▽
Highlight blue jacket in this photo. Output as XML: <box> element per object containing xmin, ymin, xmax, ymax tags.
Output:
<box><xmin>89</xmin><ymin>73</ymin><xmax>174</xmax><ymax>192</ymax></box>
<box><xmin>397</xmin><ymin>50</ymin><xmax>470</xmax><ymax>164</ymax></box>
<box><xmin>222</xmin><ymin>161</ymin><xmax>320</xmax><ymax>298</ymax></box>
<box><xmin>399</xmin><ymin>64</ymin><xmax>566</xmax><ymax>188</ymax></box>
△
Required work:
Please count the lines of the material that contain the string "ymax" and give only the number.

Result:
5